• Input:
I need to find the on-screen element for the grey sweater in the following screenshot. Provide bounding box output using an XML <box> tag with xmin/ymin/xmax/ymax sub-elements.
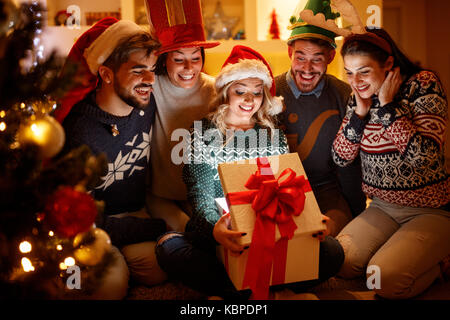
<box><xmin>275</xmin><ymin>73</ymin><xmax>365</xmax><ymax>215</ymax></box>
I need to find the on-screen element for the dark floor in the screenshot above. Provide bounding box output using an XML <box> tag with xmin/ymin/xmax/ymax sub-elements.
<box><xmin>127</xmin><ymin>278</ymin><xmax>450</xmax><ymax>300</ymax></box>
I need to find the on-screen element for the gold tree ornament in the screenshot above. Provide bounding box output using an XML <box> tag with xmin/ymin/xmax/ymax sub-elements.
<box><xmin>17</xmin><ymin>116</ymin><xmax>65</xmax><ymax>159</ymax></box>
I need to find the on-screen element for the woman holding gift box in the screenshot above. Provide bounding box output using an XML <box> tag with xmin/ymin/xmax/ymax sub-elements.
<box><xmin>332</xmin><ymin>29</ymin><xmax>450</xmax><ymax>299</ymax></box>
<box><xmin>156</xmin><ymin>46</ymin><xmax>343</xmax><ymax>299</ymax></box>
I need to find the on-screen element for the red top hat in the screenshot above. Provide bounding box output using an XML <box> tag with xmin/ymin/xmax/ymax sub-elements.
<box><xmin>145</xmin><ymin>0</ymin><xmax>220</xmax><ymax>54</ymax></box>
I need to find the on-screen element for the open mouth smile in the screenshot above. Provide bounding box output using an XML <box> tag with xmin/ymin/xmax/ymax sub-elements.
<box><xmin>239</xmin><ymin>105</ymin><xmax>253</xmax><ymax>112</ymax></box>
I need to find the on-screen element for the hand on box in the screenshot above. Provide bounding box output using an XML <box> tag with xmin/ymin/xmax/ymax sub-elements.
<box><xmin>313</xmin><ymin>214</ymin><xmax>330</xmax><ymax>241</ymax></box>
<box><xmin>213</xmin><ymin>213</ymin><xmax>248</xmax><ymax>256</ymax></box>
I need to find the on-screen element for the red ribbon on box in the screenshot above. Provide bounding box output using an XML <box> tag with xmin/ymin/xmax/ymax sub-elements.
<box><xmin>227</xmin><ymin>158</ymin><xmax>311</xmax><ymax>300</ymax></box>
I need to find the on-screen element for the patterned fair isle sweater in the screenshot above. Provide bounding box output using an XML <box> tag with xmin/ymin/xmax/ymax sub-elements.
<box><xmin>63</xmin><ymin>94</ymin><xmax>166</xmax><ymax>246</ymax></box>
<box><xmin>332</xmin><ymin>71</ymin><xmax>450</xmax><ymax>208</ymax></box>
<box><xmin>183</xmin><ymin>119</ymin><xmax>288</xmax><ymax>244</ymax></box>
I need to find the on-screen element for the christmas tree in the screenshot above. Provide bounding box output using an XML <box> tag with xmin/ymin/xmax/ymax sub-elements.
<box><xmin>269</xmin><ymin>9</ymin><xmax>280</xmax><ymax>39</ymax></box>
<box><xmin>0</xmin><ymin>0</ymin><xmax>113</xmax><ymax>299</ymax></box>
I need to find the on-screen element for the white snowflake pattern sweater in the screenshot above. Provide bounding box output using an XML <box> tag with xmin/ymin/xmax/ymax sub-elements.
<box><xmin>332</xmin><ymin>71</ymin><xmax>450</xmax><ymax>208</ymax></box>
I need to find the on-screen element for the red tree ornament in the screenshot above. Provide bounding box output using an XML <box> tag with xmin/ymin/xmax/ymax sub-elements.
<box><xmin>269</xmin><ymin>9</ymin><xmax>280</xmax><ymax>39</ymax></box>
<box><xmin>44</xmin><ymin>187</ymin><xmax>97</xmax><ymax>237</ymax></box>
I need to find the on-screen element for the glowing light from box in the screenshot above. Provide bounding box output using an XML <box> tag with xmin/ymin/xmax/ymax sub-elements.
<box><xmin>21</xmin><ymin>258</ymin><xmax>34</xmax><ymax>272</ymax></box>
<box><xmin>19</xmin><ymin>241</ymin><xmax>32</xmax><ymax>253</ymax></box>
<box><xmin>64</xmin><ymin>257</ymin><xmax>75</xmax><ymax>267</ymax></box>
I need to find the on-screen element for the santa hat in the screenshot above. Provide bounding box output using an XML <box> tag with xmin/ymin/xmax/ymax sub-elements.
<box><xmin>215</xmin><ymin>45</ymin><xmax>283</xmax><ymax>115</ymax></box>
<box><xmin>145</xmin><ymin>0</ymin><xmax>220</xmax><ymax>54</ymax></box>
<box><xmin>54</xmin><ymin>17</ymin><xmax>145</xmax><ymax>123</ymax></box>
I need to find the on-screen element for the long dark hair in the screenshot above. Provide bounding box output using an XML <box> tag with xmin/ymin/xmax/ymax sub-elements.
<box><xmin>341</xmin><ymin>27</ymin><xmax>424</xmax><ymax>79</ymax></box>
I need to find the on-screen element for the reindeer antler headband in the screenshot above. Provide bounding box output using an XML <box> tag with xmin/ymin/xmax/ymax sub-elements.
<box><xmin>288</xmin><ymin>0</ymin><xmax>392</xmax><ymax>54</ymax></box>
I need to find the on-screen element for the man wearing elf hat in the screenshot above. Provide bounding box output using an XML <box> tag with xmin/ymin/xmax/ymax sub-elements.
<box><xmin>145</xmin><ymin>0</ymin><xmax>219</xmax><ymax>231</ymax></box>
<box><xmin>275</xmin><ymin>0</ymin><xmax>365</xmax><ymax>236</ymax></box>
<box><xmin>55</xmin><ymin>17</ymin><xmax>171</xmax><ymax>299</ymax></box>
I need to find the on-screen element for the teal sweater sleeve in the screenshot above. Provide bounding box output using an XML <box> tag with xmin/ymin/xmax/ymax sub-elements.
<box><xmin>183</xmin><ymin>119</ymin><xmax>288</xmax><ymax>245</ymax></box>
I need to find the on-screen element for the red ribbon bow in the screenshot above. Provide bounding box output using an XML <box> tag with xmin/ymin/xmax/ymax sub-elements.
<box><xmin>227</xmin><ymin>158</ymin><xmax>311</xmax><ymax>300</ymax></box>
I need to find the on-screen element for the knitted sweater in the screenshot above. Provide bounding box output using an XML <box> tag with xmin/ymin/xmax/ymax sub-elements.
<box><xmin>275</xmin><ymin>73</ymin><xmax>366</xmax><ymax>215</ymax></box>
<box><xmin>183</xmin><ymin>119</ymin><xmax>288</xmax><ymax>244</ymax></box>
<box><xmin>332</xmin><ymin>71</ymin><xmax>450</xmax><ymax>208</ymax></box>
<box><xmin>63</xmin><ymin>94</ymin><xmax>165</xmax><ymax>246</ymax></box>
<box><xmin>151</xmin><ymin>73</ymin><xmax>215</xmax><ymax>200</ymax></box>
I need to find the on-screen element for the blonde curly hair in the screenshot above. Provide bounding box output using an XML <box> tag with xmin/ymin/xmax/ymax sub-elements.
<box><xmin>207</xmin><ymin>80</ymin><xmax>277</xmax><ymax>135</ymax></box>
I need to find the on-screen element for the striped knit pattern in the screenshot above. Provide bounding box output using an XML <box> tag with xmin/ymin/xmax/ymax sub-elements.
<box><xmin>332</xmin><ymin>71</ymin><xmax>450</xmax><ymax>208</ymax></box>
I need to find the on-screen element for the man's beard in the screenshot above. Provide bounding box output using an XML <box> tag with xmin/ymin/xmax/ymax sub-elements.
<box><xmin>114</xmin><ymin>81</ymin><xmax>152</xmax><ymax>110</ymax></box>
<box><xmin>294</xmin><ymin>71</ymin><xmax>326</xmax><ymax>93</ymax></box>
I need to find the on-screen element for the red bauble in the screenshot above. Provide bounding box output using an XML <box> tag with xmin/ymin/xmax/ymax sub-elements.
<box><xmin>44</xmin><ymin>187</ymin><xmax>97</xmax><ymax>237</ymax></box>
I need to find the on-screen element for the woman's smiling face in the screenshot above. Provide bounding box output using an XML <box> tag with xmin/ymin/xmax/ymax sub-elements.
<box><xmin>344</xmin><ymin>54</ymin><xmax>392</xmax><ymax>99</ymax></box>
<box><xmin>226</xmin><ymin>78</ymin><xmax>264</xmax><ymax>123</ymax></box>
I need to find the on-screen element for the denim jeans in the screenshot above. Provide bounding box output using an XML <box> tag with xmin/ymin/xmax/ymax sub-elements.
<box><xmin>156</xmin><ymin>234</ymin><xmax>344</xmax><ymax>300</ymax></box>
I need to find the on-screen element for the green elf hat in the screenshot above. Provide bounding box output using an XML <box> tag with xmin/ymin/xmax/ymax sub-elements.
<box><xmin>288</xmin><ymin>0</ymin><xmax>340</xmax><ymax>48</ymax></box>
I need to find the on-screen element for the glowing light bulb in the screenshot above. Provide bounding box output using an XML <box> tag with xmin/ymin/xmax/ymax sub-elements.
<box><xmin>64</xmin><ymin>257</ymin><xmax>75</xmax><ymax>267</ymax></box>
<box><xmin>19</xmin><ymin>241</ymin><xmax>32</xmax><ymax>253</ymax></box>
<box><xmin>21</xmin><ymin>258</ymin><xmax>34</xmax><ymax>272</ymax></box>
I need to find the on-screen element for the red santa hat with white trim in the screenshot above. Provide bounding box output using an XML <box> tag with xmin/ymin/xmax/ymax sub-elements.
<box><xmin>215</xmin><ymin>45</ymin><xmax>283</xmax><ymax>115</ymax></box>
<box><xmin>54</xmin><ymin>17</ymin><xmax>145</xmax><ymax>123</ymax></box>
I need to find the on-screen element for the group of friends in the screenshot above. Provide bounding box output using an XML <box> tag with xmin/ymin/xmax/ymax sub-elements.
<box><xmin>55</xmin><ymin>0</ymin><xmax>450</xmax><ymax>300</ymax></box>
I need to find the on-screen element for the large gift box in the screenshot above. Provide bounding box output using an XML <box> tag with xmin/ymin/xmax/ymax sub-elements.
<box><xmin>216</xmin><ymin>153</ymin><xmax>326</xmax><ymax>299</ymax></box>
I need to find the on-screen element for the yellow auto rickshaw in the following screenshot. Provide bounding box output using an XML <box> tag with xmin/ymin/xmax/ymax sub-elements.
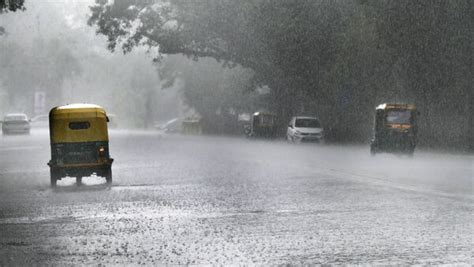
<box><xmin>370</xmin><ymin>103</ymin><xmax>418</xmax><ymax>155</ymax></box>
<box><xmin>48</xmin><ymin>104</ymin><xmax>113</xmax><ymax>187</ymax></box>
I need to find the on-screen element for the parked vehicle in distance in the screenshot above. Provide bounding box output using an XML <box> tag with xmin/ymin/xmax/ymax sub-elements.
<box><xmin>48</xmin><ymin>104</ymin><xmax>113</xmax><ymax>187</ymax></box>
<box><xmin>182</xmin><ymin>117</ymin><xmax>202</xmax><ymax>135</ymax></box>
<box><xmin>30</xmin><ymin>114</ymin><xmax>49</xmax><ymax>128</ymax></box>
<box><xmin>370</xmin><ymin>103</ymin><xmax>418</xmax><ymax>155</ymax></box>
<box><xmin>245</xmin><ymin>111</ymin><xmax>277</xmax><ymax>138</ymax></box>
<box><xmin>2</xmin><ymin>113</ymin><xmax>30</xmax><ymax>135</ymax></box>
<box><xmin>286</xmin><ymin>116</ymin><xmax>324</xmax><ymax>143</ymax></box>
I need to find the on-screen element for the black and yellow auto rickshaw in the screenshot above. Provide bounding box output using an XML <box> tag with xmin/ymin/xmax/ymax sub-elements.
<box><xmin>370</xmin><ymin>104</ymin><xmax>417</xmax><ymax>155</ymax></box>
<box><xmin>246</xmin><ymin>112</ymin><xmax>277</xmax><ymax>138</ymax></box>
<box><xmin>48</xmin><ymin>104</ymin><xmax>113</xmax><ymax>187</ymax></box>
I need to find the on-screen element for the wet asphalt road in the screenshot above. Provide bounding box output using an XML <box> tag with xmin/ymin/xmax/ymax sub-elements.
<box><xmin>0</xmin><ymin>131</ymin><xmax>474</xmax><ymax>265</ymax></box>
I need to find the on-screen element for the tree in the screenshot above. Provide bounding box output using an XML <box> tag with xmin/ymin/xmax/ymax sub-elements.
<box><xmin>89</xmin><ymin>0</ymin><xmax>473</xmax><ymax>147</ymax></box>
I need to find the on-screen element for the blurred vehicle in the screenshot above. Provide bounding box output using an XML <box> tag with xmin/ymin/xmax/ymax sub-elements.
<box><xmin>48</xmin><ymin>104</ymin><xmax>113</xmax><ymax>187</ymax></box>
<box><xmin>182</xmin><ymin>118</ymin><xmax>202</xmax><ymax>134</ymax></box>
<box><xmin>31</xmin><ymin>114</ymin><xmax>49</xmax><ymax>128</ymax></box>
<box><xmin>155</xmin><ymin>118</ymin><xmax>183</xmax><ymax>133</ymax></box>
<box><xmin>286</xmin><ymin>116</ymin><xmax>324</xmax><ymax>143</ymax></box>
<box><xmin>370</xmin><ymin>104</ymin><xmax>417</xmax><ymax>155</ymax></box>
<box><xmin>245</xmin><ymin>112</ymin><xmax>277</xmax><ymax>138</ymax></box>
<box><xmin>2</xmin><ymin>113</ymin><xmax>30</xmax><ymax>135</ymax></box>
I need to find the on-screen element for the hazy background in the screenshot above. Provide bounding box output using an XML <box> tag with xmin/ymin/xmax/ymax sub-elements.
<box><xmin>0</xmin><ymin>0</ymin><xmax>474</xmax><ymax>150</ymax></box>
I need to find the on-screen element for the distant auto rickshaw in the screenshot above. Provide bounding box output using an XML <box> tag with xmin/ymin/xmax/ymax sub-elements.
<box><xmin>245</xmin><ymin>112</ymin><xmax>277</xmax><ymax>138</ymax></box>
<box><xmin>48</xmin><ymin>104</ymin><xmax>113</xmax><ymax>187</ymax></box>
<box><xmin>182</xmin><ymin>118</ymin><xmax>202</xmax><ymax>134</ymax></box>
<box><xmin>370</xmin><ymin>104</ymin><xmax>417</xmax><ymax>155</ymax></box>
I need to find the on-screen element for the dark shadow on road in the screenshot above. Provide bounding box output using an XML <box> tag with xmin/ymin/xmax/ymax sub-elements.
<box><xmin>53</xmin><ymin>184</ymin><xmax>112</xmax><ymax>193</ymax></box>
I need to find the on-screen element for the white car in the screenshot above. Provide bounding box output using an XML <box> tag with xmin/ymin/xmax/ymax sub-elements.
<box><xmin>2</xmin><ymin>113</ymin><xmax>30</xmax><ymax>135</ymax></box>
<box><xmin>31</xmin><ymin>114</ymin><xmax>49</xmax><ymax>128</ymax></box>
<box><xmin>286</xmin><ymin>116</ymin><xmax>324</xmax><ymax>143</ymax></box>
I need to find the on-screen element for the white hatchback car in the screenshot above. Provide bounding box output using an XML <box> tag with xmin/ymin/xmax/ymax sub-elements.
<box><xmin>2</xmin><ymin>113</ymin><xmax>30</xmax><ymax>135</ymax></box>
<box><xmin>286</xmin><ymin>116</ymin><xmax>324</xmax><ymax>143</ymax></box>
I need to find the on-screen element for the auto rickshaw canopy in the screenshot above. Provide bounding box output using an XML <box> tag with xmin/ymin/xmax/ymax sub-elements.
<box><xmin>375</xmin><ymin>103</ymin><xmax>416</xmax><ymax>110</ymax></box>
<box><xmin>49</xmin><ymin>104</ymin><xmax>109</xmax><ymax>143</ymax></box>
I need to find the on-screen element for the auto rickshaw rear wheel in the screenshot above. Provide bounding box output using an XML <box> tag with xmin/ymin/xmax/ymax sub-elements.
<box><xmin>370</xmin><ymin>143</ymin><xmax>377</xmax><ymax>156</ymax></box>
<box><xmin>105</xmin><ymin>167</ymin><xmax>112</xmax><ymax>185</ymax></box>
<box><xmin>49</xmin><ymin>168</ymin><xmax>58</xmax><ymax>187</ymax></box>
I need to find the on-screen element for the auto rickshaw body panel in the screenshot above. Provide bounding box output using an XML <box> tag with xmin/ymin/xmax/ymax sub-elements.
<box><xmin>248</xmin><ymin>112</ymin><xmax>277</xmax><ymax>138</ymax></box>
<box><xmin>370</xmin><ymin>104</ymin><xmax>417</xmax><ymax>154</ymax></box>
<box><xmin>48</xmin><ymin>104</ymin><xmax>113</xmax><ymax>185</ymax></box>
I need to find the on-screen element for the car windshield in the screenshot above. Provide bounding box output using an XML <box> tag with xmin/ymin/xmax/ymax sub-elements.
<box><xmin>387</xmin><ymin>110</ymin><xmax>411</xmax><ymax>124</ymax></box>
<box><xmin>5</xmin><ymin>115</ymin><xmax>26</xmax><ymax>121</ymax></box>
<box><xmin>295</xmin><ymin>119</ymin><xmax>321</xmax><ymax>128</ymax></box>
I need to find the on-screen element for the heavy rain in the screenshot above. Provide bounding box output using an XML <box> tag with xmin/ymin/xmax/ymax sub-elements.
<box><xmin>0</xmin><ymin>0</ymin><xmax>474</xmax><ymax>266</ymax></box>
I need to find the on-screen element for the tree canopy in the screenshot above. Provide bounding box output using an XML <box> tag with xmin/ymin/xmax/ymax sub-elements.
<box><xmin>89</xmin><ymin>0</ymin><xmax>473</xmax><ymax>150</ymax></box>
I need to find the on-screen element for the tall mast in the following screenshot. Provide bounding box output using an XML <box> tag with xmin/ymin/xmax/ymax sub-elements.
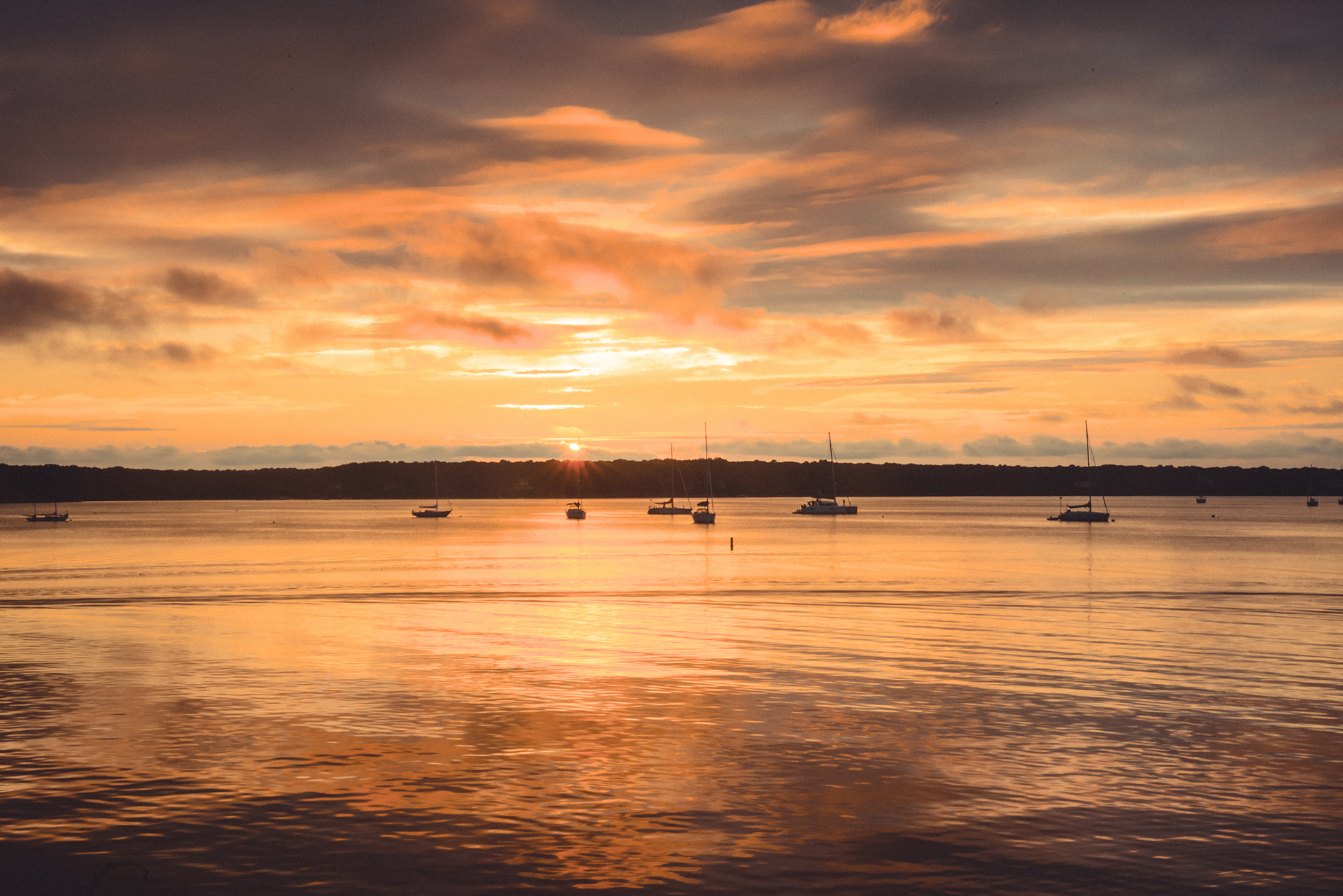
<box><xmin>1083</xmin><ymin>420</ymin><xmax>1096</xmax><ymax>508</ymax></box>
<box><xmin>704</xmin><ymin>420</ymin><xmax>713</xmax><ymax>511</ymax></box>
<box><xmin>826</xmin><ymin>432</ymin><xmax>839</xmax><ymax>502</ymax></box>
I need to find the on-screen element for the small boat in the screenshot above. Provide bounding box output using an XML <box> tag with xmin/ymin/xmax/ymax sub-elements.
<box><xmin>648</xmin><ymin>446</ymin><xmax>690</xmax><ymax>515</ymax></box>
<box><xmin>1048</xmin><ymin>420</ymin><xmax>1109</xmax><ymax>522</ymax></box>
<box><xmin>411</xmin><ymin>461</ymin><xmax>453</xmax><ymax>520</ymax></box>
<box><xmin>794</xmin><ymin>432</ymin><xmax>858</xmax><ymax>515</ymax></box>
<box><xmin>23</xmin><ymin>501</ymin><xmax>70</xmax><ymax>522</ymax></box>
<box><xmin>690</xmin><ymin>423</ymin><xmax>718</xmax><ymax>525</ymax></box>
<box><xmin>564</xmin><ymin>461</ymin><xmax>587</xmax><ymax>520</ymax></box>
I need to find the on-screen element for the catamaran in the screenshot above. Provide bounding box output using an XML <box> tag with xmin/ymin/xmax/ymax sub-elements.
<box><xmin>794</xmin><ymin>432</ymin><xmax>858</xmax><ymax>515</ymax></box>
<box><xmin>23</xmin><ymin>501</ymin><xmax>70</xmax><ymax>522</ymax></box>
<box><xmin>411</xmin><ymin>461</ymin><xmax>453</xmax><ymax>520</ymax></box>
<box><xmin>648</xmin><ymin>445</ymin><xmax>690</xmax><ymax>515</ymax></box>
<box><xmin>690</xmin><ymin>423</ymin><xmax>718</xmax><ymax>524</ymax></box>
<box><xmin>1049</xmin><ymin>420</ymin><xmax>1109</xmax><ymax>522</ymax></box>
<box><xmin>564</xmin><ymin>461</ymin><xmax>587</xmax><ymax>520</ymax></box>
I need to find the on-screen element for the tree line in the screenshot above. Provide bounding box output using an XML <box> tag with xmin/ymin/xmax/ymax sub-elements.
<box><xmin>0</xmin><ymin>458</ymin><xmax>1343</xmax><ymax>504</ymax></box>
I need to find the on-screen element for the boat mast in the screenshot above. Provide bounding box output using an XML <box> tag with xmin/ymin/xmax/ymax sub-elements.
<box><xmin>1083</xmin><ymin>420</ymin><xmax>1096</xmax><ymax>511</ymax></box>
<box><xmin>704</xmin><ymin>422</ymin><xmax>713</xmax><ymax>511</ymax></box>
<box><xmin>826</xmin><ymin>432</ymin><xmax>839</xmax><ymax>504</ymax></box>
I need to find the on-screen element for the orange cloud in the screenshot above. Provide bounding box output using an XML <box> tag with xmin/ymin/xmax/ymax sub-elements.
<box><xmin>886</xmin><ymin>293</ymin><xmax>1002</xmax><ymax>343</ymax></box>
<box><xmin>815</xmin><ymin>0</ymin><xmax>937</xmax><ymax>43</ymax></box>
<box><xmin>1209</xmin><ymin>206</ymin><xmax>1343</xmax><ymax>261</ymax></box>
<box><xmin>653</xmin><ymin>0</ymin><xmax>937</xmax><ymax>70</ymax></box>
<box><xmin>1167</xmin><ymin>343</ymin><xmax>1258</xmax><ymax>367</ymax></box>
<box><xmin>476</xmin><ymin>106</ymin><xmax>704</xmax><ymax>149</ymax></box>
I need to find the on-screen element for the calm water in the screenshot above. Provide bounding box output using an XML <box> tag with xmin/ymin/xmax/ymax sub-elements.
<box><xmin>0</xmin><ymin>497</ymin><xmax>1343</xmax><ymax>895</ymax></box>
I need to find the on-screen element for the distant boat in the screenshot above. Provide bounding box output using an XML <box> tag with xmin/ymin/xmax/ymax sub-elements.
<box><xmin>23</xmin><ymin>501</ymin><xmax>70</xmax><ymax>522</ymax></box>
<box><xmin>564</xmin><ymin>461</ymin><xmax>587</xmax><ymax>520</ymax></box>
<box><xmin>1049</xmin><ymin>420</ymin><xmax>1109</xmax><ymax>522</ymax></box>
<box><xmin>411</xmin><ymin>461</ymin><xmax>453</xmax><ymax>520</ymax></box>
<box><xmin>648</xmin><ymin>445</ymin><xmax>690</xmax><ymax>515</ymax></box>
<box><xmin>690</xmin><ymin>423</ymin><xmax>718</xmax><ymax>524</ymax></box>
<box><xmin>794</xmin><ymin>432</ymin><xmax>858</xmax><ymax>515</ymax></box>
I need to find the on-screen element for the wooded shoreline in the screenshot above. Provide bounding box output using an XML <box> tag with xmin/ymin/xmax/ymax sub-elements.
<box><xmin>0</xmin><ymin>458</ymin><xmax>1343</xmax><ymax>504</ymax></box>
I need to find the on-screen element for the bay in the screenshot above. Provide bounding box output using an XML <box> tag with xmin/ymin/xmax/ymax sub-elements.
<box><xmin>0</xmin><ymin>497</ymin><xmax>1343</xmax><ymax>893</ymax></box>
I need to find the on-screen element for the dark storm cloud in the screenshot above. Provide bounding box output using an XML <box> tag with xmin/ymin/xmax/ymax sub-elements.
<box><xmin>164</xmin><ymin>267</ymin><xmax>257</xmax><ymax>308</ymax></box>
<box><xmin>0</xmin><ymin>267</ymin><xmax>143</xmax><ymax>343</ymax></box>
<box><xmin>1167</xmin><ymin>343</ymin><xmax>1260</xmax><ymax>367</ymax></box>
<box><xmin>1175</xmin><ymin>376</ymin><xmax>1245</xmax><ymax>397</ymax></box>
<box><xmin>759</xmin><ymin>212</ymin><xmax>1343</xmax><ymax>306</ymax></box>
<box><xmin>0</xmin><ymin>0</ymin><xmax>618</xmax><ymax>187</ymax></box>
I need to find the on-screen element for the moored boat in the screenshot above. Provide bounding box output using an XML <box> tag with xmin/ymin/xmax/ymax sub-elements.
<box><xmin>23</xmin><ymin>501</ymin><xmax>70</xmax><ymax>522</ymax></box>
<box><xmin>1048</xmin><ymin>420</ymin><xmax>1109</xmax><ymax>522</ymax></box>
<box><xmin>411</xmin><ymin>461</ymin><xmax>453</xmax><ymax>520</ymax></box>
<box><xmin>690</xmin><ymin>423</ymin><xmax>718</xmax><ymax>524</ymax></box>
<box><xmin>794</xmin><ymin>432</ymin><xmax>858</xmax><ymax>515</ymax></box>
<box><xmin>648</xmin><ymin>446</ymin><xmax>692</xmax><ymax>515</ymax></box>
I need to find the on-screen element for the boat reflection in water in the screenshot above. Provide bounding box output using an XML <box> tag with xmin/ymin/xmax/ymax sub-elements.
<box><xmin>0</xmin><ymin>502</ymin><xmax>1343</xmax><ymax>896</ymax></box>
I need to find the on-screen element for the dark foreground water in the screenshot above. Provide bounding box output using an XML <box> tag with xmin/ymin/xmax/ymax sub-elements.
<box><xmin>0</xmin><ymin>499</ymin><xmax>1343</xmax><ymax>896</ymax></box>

• What is being asked: Report every line in the records above that contains the word "canopy", copying each one in full.

• Result of this task:
I need to find the on-screen element for the auto rickshaw canopy in the screenshot above. Provide bounding box output using an XML <box> tag with xmin/ymin/xmax/ymax sub-elements.
I need to find the on-screen element for the tree canopy in the screenshot above. Provide bounding box output using an XML <box> tag with xmin/ymin/xmax/ymax sub-elements.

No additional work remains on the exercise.